Extract to read:
____________________

The Korg Electribe EM-1 is a digital synthesizer first produced by Korg in 1999, alongside the EA-1 and ER-1. Korg discontinued production of the EM-1 in 2002 and replaced the model with the Electribe EMX.

The EM-1 combines a drum machine and two-part synthesizer with a sequencer.  Its design combined elements of the Korg Electribe EA-1 and ER-1 to offer an "all-in-one" groovebox. The Electribe series was noted for its compact size, weighing 1.25 kg and measuring only 300mm x 222mm x 55mm.

The synth's sound engine consists of 50 synth and 144 drum waveforms, both pitch and rhythmic in nature.  Waveform editing capabilities include: volume, panning, envelope, filtering, roll-effect, internal effects processing, pitch, and glide (portamento). The filter is a 12 dB/oct low-pass with cutoff and resonance controls.

The onboard sequencer can hold 256 patterns which can be chained together to form a "song". Up to 16 "songs" can be stored in the EM-1's internal memory.

____________________

Excerpted data:
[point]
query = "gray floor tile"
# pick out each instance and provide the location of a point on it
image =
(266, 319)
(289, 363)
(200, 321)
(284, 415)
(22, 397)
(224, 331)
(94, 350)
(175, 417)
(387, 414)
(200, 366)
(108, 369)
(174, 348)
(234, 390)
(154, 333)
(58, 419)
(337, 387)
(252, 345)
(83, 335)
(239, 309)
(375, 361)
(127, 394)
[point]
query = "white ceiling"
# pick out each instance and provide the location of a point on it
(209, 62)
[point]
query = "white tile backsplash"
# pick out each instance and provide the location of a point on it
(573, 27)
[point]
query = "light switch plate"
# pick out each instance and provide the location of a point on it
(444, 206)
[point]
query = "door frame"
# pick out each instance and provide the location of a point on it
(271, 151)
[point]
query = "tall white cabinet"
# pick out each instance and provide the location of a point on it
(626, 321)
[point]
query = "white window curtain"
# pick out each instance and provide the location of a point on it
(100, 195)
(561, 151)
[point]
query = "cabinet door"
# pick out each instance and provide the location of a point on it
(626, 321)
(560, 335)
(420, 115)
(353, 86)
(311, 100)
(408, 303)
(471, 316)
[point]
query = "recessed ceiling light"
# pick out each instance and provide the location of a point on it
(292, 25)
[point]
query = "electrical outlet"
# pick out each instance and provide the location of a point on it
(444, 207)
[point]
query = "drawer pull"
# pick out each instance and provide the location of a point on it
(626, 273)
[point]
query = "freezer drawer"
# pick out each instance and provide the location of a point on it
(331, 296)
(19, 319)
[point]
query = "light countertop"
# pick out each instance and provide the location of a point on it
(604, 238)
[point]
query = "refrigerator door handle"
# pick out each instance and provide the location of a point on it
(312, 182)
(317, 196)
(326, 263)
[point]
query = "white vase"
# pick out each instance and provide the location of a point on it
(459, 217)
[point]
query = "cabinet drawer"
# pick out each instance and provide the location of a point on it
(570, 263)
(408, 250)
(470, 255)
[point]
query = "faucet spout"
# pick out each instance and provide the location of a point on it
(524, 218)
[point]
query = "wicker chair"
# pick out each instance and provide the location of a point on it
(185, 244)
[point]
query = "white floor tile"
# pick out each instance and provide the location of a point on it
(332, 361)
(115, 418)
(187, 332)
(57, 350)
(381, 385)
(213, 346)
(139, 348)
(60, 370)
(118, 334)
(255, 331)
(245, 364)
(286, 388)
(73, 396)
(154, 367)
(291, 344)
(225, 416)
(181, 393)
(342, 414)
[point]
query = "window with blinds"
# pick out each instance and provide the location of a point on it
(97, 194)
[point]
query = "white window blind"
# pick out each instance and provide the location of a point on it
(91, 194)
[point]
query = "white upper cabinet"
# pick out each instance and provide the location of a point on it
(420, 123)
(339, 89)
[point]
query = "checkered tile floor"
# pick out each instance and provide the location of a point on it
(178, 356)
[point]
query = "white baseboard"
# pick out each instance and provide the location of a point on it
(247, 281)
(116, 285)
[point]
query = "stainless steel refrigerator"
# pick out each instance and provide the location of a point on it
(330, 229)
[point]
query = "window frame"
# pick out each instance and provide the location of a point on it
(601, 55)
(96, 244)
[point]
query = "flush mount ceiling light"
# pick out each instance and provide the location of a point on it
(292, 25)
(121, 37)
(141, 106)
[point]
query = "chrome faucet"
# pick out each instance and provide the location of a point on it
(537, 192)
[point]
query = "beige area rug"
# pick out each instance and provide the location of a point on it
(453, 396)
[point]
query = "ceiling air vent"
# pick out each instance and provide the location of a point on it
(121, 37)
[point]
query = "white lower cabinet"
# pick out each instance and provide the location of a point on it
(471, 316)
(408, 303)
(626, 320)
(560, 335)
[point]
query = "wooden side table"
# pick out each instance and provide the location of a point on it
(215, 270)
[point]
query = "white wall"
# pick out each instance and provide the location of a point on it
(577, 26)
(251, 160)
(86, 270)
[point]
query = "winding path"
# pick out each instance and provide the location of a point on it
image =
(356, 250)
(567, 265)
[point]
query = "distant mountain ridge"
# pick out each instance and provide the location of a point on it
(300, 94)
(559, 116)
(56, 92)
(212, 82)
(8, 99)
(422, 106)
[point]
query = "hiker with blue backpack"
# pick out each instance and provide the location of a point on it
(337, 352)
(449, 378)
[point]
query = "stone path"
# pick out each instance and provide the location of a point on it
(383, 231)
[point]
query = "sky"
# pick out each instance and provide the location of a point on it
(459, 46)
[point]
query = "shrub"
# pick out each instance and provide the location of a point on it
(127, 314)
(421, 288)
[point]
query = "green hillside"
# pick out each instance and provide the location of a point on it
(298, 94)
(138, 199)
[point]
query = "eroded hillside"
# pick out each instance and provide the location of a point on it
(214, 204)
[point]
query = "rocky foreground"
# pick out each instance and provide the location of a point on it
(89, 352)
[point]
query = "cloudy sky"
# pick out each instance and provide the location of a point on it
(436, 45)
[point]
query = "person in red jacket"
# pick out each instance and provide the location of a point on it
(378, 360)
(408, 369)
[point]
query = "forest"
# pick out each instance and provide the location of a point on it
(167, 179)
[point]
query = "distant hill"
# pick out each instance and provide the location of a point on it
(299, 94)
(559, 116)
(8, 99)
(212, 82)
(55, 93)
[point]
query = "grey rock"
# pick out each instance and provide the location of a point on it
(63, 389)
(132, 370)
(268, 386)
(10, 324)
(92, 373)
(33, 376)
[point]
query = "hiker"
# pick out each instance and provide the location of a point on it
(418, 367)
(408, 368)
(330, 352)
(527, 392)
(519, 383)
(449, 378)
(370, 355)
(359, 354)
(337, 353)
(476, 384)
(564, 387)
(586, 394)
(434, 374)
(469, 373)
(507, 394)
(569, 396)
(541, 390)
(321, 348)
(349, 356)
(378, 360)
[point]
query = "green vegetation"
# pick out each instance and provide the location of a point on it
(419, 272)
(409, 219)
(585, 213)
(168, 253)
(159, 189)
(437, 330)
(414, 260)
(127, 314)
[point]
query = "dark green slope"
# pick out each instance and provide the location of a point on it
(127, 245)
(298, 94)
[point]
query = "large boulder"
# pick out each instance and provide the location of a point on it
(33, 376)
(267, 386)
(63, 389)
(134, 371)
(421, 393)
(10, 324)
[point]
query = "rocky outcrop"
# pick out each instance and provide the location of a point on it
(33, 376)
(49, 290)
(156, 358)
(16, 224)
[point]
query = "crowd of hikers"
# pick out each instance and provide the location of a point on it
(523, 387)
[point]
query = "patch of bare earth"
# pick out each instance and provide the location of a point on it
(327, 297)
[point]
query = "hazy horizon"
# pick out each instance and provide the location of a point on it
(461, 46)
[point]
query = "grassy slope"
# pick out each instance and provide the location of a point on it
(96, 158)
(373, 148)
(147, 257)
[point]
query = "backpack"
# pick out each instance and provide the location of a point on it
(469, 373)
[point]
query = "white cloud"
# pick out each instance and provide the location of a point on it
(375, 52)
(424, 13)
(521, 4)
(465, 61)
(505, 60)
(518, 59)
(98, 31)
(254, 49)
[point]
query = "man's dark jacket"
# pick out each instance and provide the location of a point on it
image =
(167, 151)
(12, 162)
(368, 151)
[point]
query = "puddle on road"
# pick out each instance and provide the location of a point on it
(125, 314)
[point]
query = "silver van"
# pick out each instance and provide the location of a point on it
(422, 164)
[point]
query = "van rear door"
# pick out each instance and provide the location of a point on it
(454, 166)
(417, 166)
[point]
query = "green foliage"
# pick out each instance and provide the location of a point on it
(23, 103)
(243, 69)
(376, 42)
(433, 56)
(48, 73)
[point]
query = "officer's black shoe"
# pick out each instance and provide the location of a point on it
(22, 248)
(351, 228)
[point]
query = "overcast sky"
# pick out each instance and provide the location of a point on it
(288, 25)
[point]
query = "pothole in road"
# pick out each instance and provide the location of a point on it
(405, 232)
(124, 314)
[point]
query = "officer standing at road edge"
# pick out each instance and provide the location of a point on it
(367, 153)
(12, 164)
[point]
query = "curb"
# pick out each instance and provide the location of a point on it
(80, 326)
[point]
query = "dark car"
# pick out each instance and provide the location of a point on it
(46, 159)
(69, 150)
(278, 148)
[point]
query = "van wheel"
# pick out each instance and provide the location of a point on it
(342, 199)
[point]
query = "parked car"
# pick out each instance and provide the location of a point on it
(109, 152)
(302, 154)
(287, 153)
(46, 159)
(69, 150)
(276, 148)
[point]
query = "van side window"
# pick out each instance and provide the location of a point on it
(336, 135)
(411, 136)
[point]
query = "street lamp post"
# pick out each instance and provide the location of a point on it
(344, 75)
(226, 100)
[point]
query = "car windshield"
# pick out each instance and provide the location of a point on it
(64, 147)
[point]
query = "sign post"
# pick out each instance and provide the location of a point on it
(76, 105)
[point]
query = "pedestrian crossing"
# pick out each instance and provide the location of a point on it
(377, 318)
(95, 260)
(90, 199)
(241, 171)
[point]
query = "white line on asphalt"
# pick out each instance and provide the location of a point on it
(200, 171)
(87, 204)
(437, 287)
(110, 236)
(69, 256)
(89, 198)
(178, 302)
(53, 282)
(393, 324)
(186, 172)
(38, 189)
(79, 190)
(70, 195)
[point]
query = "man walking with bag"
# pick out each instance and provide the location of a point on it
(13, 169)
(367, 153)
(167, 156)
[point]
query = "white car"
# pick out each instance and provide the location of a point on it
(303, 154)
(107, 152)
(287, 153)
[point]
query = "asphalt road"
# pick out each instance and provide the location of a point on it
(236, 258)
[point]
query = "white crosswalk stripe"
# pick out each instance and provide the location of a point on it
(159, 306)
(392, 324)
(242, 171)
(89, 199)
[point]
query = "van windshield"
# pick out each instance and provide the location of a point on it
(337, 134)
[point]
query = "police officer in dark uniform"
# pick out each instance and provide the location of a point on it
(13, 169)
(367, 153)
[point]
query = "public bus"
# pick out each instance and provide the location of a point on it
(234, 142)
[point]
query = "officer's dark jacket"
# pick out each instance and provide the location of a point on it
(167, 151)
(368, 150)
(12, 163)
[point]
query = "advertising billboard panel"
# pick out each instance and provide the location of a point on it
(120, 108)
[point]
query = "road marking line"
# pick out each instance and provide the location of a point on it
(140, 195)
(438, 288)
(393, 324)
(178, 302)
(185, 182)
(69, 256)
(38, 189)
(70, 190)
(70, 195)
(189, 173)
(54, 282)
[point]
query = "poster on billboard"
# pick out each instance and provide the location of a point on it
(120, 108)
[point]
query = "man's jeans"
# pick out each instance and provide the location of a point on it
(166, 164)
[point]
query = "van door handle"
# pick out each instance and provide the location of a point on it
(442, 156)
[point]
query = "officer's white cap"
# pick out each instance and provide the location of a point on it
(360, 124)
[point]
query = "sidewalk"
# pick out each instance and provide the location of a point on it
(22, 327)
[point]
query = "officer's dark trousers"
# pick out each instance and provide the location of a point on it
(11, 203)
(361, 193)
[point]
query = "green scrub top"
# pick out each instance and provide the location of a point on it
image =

____________________

Set task A: List each line of the listing that contains the word "floor".
Set task B: Continue the passage on the Korg Electribe EM-1 from where it stops.
The listing has no connection to the passage on the Korg Electribe EM-1.

Task answer A:
query = "gray floor tile"
query = "white floor tile"
query = "checkered tile floor"

Task answer B:
The EM-1 was targeted at semi-professional DJs and musicians, but it was also adopted by professional musicians and bands, including British techno group The Prodigy, who used it on a number of recordings and live performances.

Although the EM-1 was not supplied with an editing interface for PC or Mac, an aftermarket editor for PC was developed by H.J. Stulgies of German company Midiweb with assistance from Korg and released as shareware. The editor significantly expanded the speed at which the EM-1 could be programmed.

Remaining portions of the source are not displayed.